*** INFORMATION SUPPLIED ***
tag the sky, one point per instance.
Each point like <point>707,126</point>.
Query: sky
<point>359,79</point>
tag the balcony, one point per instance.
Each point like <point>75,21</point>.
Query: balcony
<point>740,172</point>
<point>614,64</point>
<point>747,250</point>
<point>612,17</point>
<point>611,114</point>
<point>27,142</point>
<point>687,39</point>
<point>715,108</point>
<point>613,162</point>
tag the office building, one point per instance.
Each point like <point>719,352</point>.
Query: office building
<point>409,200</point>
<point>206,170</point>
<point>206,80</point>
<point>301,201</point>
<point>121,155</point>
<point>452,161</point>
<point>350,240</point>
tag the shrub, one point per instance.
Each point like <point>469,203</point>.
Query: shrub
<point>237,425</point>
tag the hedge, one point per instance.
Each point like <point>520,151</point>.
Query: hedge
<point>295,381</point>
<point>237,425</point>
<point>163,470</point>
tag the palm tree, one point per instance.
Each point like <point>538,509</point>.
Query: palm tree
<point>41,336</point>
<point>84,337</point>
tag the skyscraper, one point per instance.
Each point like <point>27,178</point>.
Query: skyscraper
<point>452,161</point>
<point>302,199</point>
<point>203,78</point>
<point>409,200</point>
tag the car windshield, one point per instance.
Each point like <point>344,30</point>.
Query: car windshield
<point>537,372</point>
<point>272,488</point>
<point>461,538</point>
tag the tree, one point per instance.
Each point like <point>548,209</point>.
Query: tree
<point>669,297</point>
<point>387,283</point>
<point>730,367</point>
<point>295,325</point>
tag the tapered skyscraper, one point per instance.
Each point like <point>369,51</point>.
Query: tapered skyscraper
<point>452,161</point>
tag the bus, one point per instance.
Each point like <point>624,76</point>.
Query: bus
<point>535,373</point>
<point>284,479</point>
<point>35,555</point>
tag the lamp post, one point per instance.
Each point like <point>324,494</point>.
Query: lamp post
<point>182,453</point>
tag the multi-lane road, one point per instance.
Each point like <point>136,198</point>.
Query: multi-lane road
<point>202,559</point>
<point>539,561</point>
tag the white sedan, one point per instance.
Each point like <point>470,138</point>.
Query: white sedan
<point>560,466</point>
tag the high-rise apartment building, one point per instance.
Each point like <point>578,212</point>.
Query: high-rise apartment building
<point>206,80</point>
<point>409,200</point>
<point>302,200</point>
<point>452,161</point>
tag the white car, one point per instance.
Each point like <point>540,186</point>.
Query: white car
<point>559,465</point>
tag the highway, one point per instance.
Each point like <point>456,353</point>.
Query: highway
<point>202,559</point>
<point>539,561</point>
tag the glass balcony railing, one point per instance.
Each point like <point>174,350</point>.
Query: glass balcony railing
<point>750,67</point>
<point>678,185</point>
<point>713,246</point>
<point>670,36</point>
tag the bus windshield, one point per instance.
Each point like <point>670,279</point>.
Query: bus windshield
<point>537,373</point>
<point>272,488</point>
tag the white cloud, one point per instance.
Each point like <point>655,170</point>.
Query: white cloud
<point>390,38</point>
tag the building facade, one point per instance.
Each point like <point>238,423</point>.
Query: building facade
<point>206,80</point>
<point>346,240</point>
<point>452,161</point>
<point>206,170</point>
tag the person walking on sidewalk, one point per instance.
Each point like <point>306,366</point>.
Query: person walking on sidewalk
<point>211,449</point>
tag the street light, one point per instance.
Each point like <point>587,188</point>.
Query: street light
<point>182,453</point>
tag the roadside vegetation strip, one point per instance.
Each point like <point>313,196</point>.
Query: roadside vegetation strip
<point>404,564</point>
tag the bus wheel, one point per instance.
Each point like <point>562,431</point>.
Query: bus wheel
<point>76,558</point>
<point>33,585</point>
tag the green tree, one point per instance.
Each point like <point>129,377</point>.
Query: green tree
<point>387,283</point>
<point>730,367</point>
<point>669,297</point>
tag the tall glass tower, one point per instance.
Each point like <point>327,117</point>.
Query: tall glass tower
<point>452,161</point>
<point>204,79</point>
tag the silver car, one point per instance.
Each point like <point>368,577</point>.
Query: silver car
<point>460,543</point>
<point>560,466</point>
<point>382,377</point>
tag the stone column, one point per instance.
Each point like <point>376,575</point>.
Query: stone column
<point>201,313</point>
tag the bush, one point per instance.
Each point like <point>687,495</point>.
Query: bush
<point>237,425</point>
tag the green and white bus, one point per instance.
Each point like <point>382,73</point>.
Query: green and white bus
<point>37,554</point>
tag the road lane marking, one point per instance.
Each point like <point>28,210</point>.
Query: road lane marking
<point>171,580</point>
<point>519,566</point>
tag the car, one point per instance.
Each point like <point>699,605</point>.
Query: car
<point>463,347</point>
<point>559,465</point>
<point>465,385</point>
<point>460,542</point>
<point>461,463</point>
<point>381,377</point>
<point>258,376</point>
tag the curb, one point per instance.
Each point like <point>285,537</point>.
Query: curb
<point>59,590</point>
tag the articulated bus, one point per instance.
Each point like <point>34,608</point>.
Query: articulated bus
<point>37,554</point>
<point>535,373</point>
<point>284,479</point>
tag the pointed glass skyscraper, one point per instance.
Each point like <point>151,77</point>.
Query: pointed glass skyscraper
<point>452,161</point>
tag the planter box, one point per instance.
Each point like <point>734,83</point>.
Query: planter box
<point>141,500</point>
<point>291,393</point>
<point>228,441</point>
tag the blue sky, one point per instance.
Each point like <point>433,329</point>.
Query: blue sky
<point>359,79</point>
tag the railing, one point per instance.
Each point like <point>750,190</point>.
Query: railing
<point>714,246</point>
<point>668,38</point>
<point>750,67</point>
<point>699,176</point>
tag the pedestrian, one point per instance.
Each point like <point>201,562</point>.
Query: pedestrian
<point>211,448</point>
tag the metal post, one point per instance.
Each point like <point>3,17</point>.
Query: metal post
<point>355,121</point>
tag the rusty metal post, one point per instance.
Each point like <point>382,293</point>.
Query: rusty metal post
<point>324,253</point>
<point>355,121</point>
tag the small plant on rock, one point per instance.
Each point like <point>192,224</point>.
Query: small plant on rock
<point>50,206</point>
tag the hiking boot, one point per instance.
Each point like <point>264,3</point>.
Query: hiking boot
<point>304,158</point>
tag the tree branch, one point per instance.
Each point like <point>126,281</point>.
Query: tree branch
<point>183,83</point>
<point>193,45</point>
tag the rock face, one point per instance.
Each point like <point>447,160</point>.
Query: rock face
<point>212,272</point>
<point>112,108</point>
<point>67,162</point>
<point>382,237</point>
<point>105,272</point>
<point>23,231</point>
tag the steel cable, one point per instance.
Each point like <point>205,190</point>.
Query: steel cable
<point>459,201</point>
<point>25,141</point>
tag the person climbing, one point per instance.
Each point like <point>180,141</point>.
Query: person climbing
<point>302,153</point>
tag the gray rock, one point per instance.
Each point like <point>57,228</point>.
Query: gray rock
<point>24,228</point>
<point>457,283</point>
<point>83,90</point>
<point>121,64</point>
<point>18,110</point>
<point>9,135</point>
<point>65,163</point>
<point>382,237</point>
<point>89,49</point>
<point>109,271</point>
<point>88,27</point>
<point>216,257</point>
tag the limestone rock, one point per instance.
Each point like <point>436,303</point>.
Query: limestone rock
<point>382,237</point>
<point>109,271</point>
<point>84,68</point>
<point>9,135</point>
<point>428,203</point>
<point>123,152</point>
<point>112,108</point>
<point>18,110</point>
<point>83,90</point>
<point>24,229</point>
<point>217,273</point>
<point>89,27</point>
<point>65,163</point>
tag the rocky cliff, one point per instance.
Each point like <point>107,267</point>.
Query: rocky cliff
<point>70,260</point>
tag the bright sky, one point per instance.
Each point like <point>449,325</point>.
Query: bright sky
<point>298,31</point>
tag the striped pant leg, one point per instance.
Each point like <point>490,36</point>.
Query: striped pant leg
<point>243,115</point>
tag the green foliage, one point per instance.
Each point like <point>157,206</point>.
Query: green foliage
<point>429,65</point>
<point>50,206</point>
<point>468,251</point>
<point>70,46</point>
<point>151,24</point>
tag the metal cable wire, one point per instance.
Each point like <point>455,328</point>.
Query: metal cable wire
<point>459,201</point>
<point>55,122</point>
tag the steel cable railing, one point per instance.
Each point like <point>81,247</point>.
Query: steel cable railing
*** End of INFORMATION SUPPLIED ***
■ WHAT YOU SHOULD DO ■
Every line from the top of the material through the line containing "Each point like <point>75,21</point>." must be transcribed exactly, and no other line may appear.

■ EXERCISE SOLUTION ■
tag the sky, one point per instance.
Each point like <point>707,126</point>.
Query: sky
<point>359,79</point>
tag the balcony, one point per instance.
Each point like <point>75,21</point>.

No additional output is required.